- Work order -
Your output should be the entries below, from the first line up to and including the line with "For every instance of the limestone", reproduced exactly and with no other lines.

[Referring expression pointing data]
● ● ● ● ● ● ●
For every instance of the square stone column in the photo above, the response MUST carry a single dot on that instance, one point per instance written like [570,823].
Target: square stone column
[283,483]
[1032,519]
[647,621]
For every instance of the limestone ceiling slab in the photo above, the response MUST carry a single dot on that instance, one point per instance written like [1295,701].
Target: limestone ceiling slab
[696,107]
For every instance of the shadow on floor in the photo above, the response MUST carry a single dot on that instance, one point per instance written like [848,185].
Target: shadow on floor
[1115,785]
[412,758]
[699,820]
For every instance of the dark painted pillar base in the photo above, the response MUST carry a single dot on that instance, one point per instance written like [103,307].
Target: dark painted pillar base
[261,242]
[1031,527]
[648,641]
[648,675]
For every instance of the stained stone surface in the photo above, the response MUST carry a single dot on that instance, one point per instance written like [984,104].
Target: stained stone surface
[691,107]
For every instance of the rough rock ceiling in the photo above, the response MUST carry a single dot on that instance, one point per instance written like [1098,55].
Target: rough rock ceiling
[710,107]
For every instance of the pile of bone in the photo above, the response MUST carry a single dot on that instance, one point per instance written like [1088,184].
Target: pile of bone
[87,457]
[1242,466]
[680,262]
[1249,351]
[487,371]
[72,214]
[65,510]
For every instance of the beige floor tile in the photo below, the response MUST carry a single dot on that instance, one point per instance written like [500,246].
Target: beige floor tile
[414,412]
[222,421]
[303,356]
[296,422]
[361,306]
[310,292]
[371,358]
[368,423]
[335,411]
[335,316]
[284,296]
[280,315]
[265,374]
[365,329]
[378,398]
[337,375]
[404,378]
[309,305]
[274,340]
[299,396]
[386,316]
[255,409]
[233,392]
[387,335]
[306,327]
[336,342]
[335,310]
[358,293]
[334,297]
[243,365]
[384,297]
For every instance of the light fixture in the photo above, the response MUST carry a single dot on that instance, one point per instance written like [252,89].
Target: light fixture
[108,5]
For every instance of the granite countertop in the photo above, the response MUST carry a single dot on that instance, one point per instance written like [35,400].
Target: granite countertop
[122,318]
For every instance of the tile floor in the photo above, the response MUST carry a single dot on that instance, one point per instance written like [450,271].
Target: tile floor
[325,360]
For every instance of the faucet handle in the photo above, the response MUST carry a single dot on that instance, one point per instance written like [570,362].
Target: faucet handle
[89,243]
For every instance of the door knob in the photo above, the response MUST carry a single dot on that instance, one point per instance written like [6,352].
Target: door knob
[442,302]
● ● ● ● ● ● ●
- Task solution -
For every instance of the square stone column in the photo above, the response MUST carry a single dot on that instance, one point per instance written like [570,823].
Target: square stone column
[283,483]
[1032,519]
[647,621]
For every instance of the limestone ceiling slab in the photo above, the response MUST carry a single dot on that instance, one point per instance written like [1295,701].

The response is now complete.